Текст интервью:

==============================

Ну и всякие приколы там были. Я как-то придумал «первое правило Аграновского». Тогда было очень много народу в лаборатории, и в холодильник было невозможно поставить свои колбы со свежеприготовленным раствором. У меня был такой математический принцип, что в сколь угодно загруженный холодильник можно поставить сколь угодно большую колбу путем только перестановок первого порядка. То есть не ставя колбы друг на друга, а просто передвигая предметы, потому что они поставлены неправильно.

Вот так и в эксперименте вы передвигаете предметы, пока они не встанут должным образом. И тут может произойти некая вещь, которая окажется, не побоюсь этого слова, чудесной. Потому что нахождение определенного факта — это чудо. И огромное удовольствие.

— Вы работали какое-то время в Эфиопии и Германии. Если бы сейчас вам предложили выбрать любую страну мира, где бы вам хотелось поработать?

— Нигде. Я вообще не хочу жить нигде, кроме как здесь. Не хочу, у меня совершенно исчез вот этот вот вандерлюст (в переводе с немецкого «жажда странствий» — прим. авт.), я полностью напитал его. Это как рецептор: когда он полностью насыщен, то больше не хочется.

 

— А если просто попутешествовать?

— Я не люблю путешествовать. Есть некая группа «рецепторов путешествия», которые могут насыщаться иным образом. У меня так и произошло. Вот для меня поездка на дачу с близким мне человеком обладает всеми признаками и прелестями большого путешествия. Или выход в какой-нибудь клуб, чтобы поиграть там с моими друзьями-музыкантами. Музыка — это тоже путешествие. Недаром же хиппи 60-х называли путешествием какое-нибудь психоделическое или реальное событие. Но вот к чему у меня меньше всего душа лежит, так это к поездам, расписаниям, такси, аэропортам — от всего этого у меня осталась какая-то оскомина. Я много этого видел в своей жизни, и мне это не нравится. В этом смысле я не путешественник.

Что с того, что я не увижу Рим? Я видел Афины, Глазго, Берлин, Аддис-Абебу, Каир… Ясно, что Рим — это другое, но не настолько другое, чтобы собирать чемоданы, получать визу и ехать в постылый аэропорт. Много раз мне снилось, что я никак не могу уехать из Эфиопии, все время что-то мешает вернуться домой. Это страшный сон.

==============================

Материал:
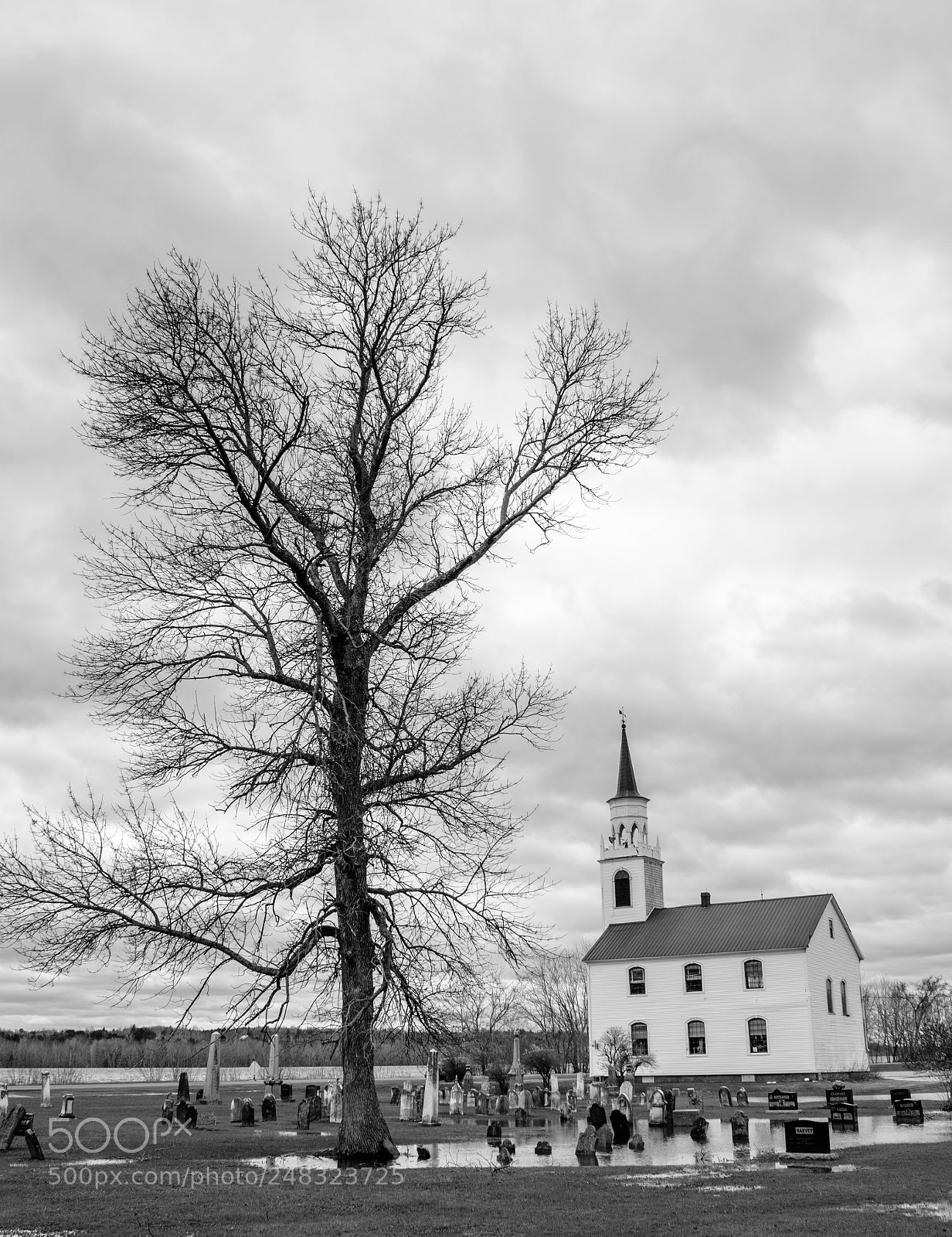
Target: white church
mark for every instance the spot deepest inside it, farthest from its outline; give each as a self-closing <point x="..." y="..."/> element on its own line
<point x="762" y="987"/>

==============================

Задания:
(A) Что, по словам собеседника в интервью, обладает всеми признаками и прелестями большого путешествия?
(B) Напишите продолжение интервью, которое начинается сразу после его последней фразы.

Ответы по заданиям:
(A) Поездка на дачу с близким ему человеком.

(B)
Вместе с тем воспоминания о прежних поездках очень благодатны. Например, о путешествиях по Африке, где я много ездил и за рулем, и как пассажир уазика, который трясется по каким-то проселкам в медвежьих углах Эфиопии, где никто не говорит не только по-английски, но и по-амхарски, на государственном языке. В некоторых местах там никогда не видели белого человека.

 

— Вы больше тридцати лет играете блюз. Как удается совмещать науку и музыку?

— Сам удивляюсь. У меня не было любительского музыкального прошлого, я никогда не выступал ни в школьных, ни в студенческих группах. Всю жизнь я считал себя лентяем, работал, когда мне было интересно, а в основном мне было интересно, поэтому я вкалывал в лаборатории. А потом неожиданно взял и вылез на сцену, и это было как взрыв, как удар по голове. И я не смог от этого отказаться. Причем нельзя сказать, что это не помешало науке… Ну и черт с ней!

— Все-таки помешало?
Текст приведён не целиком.